# Problem requirements:
Nothing in the entries may be altered; copy them in full.

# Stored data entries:
--

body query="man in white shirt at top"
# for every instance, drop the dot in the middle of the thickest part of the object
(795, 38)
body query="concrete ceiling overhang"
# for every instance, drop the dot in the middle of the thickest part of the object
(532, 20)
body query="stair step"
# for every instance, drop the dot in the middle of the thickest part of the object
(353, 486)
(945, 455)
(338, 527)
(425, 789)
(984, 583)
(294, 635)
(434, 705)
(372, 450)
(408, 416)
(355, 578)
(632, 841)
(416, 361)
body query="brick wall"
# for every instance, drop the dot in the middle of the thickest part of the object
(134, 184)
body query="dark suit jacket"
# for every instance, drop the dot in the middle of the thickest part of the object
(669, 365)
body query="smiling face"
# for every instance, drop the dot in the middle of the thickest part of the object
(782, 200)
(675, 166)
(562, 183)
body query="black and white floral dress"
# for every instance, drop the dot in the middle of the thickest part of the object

--

# Response to this task:
body query="man in white shirt at top"
# for every instance, drop the dot in the middle of the thickest part of the object
(795, 38)
body query="concrete ceiling overhang"
# for every instance, drop the dot in the middle of the thickest part of the object
(532, 20)
body query="stair step"
# for every instance, drop the dot in the middle of the thickest part of the object
(353, 486)
(945, 455)
(338, 527)
(425, 789)
(984, 583)
(294, 635)
(434, 705)
(372, 450)
(408, 416)
(355, 578)
(632, 841)
(416, 361)
body query="brick wall"
# for every instance, drop the dot in the middle of the thickest part of the object
(134, 184)
body query="dark suit jacket"
# for every instance, drop the dot in the middle of the thickest part of the object
(669, 365)
body query="smiling face"
# for every instance, drop the dot in the middle of the thickest part of the object
(782, 200)
(675, 166)
(562, 183)
body query="black and white floral dress"
# for every instance, drop the dot in the middle of the thickest part of the object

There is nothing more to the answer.